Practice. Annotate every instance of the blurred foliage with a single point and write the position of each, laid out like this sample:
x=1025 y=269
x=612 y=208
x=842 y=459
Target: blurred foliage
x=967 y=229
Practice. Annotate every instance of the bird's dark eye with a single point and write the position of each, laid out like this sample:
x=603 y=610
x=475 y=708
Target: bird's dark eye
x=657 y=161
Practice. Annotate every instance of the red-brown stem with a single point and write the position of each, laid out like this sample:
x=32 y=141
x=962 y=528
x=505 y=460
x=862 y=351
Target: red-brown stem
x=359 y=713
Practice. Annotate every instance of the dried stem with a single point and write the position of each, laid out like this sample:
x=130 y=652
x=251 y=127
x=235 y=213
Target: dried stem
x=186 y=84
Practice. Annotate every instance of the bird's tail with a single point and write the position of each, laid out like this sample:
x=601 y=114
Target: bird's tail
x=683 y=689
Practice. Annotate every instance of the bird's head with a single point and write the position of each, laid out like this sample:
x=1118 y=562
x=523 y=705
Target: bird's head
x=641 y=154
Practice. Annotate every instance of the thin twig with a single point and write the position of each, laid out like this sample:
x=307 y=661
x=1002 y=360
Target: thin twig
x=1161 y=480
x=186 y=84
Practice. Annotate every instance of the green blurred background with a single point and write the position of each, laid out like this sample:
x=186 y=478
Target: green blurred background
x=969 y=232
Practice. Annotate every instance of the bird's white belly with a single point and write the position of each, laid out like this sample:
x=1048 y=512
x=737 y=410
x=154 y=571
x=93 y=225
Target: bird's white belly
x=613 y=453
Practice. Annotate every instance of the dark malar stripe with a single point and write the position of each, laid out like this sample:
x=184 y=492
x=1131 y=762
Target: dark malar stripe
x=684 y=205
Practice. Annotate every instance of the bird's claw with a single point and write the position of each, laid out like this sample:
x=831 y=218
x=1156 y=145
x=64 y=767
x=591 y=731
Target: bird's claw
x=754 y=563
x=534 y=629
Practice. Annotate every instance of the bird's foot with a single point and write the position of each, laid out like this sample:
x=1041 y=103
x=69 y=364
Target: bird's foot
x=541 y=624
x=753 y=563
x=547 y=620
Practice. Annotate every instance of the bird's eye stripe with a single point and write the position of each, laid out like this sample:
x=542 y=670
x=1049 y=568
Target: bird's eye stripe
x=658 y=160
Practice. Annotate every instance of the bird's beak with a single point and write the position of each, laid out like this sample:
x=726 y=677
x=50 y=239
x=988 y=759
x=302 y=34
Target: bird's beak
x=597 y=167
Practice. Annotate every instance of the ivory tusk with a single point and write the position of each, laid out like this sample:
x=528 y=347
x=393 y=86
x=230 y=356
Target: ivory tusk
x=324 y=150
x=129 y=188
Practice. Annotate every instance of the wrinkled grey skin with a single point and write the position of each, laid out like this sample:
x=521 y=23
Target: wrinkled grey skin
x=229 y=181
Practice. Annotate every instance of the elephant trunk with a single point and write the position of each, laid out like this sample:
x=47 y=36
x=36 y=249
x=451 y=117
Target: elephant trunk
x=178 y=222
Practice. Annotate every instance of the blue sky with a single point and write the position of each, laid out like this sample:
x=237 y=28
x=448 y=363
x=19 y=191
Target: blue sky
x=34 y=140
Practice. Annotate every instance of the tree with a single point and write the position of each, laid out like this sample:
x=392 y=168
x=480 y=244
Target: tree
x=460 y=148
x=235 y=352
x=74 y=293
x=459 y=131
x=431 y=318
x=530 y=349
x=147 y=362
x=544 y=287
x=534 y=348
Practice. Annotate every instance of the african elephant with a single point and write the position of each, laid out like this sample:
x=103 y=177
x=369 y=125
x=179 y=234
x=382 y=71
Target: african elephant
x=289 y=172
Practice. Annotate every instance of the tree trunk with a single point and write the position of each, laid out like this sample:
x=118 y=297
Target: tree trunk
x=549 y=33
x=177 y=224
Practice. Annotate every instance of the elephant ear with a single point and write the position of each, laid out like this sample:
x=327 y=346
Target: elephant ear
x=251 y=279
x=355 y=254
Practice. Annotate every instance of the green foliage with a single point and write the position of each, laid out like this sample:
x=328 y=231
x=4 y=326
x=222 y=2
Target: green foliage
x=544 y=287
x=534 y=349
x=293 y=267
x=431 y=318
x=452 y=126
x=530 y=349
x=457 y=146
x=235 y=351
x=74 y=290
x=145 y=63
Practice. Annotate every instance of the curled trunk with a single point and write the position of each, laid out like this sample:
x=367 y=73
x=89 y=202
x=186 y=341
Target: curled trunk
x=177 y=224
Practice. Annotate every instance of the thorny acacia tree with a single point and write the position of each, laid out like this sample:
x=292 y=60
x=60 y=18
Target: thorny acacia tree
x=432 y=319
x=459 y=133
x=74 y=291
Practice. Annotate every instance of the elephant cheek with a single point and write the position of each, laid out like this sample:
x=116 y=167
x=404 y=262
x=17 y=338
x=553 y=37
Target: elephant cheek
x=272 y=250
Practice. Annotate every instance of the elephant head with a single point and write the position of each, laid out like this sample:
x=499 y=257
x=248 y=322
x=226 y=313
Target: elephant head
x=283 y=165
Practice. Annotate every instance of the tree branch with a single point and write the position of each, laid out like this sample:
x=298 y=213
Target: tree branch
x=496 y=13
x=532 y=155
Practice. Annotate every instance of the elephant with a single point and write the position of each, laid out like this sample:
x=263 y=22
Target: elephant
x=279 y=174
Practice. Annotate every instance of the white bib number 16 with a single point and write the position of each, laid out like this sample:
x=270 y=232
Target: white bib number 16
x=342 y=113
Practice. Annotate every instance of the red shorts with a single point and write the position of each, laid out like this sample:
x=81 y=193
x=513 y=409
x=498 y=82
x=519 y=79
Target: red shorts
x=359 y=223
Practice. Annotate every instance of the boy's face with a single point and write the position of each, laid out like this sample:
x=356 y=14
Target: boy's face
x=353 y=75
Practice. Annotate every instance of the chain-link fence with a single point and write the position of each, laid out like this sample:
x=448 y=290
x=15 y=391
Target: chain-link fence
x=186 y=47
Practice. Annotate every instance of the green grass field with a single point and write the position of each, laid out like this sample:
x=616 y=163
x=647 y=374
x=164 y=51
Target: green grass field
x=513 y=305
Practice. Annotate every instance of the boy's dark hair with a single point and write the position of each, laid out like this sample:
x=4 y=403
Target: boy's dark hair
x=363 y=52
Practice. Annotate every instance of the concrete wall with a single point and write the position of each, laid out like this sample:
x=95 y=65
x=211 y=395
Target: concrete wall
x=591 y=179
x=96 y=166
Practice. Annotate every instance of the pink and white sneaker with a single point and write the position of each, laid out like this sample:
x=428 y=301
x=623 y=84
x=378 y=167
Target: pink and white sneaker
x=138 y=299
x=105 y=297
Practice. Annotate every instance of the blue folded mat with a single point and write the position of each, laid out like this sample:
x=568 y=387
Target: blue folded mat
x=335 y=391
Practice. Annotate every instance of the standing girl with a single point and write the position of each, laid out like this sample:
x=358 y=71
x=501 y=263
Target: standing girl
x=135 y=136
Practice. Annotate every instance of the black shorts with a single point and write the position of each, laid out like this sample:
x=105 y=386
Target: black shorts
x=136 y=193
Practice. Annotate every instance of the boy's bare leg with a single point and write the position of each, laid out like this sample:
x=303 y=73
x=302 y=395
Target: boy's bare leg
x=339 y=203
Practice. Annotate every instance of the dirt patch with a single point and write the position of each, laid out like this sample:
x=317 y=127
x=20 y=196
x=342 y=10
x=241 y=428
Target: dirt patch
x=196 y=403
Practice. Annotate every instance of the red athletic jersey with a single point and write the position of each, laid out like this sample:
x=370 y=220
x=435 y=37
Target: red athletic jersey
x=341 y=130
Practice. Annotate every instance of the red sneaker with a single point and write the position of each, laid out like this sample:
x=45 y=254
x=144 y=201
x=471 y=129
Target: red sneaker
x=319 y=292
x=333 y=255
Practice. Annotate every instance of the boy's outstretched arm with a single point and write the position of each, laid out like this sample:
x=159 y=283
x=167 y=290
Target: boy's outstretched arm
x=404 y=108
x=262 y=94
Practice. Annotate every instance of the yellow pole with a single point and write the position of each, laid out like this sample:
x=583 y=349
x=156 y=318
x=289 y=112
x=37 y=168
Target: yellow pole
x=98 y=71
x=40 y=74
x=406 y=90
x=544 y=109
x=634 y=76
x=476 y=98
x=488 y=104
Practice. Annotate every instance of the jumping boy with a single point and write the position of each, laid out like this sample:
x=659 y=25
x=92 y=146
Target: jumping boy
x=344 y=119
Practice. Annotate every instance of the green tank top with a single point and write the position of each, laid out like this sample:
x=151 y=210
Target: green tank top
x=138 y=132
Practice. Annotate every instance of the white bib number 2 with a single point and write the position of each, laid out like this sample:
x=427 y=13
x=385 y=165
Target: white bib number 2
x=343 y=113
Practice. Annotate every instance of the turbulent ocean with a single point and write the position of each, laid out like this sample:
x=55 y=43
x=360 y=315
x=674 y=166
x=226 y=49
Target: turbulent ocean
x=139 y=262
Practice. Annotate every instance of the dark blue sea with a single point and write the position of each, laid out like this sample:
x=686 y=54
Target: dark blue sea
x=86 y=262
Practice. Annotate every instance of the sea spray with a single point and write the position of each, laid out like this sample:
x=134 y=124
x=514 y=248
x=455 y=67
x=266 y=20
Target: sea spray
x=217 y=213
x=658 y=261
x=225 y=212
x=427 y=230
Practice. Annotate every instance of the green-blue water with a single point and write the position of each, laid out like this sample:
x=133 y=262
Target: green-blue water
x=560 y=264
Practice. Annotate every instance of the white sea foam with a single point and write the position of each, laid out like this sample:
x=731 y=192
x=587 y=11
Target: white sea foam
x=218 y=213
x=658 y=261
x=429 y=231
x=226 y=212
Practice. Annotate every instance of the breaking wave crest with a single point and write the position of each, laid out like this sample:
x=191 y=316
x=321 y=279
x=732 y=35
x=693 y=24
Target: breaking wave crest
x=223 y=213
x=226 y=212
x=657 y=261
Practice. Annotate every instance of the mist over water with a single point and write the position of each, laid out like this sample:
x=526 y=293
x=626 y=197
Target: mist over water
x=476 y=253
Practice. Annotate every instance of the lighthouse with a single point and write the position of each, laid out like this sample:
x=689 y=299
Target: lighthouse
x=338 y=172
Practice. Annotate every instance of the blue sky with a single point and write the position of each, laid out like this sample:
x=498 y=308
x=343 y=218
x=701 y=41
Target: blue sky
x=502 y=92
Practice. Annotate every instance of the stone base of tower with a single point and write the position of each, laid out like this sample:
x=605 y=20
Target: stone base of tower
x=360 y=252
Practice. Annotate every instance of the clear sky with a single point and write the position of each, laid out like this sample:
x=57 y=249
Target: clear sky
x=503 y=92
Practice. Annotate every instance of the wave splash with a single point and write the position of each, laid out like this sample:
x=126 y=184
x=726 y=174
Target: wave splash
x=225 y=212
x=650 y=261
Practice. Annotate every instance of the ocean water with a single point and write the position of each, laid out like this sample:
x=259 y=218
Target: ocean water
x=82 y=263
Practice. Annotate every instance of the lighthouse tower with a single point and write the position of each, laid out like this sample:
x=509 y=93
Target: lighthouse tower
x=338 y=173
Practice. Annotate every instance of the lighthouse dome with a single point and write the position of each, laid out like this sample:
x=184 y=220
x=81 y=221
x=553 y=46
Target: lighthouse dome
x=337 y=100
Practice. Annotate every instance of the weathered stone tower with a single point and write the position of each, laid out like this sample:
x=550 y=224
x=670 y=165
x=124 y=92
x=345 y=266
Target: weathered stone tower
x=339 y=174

Given task>
Scale the records, starting at the beginning and ending at the line containing "x=967 y=229", both included: write them out again in full, requests included, with each answer coordinate multiplied by 2.15 and rounded to the nearest whole number, halves up. Leave the requests and their sample coordinates unchanged.

Solution to this task>
Practice. Annotate every instance of the blurred foliage with a single point and write the position of each, laid out like this sample:
x=1025 y=269
x=612 y=208
x=842 y=459
Target: blurred foliage
x=2079 y=492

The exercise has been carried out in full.